* START Provided passage *
14th Sunday in Ordinary Time
03 Jul 2023

Readings:
Reading I: Zec 9:9-10
Psalm: 145:1-2, 8-9, 10-11, 13-14
Reading II: Rom 8:9, 11-13
Gospel: Mt 11:25-30

 

 

Parades and fireworks.  Barbecues and beer.  Freedom from tyranny and freedom to life, liberty, and the pursuit of happiness.  For most in the USA, some of these things were part of our 4th of July celebrations.  

These are good things.  It is good to gather, remember, and celebrate.  Now that it has passed, however, Matthew’s Gospel points us to ponder something: God’s ways are different from our ways.  Jesus taught about this often and  in today’s Gospel reading, Jesus prays:

 

“I give praise to you, Father, Lord of heaven and earth,

for although you have hidden these things

from the wise and the learned

you have revealed them to little ones.”
* END Provided passage *
* START Records shown *
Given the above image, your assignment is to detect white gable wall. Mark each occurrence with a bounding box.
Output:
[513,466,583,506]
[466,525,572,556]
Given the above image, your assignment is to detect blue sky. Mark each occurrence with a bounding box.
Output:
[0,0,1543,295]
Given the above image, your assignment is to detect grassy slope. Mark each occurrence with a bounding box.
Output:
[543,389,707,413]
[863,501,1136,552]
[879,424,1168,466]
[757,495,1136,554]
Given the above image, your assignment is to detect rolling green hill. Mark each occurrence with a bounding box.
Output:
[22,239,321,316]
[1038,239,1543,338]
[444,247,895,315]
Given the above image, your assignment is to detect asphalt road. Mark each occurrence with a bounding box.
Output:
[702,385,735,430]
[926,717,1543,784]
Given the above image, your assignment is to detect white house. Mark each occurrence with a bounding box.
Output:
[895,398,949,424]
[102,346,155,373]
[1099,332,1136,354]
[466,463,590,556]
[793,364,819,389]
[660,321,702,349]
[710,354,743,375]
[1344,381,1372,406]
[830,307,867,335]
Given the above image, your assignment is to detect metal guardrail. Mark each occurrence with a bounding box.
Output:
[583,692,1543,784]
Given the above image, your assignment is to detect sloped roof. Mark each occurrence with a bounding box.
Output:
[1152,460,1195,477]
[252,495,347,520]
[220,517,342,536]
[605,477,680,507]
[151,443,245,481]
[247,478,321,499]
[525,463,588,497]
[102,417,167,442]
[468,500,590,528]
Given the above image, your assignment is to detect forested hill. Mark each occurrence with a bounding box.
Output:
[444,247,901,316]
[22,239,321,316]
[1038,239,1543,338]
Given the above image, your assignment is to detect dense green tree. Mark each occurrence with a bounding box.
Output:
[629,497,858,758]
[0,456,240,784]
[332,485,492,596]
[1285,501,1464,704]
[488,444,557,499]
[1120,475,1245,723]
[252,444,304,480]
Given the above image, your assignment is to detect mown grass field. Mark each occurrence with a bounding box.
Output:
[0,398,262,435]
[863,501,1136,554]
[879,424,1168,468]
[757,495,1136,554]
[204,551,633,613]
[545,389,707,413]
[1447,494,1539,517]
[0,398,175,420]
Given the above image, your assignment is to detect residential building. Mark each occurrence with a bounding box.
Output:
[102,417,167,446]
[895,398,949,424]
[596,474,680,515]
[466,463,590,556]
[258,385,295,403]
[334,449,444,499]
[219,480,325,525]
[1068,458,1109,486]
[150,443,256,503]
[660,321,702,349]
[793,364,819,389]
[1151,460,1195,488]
* END Records shown *
* START Records shown *
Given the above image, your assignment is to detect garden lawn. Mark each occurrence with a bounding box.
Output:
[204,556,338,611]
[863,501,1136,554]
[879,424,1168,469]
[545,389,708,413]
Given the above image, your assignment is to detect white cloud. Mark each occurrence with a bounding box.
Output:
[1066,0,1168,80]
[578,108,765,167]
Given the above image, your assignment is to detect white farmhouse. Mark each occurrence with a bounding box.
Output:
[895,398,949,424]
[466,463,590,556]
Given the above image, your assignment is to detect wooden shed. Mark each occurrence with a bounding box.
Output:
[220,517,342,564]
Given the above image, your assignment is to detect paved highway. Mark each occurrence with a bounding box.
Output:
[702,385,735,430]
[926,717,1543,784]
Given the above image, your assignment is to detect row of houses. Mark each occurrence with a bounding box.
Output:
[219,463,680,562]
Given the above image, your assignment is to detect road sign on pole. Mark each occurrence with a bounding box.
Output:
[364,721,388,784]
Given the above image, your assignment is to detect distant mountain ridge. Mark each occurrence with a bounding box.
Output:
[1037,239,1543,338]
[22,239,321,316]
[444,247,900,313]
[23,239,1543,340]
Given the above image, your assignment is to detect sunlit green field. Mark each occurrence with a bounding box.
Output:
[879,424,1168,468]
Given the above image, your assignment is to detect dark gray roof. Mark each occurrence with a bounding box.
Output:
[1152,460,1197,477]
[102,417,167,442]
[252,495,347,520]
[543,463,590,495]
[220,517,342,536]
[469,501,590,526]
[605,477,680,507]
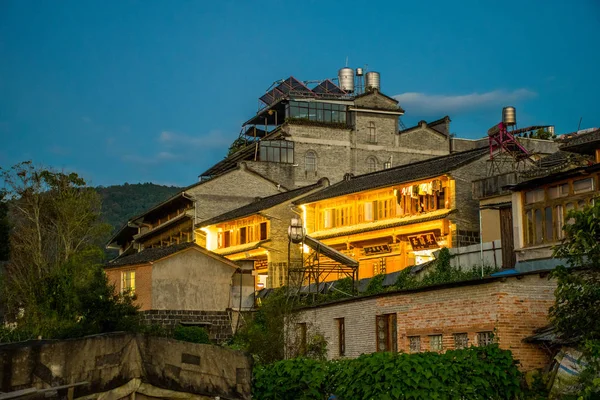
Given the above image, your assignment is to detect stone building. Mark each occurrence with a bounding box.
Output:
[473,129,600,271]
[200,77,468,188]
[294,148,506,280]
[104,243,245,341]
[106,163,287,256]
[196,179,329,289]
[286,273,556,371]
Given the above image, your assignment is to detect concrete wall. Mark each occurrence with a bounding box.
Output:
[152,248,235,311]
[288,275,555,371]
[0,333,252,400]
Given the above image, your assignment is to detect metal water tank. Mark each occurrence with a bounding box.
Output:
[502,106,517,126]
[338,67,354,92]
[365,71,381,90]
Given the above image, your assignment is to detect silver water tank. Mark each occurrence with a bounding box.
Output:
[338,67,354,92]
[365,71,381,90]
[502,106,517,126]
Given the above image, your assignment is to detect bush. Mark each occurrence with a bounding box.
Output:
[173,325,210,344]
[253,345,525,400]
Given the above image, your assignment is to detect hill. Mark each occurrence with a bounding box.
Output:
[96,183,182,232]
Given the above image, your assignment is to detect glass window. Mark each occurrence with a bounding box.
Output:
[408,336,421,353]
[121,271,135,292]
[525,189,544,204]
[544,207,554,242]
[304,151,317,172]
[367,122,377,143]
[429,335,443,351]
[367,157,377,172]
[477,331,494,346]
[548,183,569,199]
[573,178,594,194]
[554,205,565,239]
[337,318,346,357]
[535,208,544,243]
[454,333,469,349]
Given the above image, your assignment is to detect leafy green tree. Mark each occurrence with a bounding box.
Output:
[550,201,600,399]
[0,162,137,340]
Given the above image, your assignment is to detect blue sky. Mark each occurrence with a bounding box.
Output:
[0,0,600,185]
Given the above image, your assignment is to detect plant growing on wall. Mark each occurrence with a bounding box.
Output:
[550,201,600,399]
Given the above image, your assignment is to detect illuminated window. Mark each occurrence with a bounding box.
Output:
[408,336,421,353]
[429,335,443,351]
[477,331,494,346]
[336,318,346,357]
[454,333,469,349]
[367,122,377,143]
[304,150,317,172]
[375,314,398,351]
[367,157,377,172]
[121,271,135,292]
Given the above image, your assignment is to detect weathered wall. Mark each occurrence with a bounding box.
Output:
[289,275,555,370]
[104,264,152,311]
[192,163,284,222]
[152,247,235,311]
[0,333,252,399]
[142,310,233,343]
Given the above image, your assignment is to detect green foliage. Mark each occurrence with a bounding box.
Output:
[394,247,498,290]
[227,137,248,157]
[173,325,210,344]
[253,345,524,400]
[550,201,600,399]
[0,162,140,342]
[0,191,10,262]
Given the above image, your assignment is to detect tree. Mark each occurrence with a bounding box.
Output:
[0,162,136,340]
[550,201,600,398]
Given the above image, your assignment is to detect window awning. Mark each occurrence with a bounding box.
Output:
* END Records shown *
Task list:
- a) Name each scripture citation given under "Readings:" in the text for the 14th Sunday in Ordinary Time, along with its label.
- b) Return each line of the listing that contains the string "white".
The text and the listing are unrelated to each other.

Answers to the problems:
- a)
Reading I: Zec 9:9-10
Psalm: 145:1-2, 8-9, 10-11, 13-14
Reading II: Rom 8:9, 11-13
Gospel: Mt 11:25-30

- b)
Given the above image, your assignment is to detect white gable wall. Mark each occurrence with a bounding box.
Given the above image, your assignment is to detect white house. Mark each occurrence with a bounding box.
Given the above image, your assignment is to detect white cloud. Mark each occurrence with a bounding box.
Given the above image, your assignment is to detect white farmhouse. Mark each occurrence with a bounding box.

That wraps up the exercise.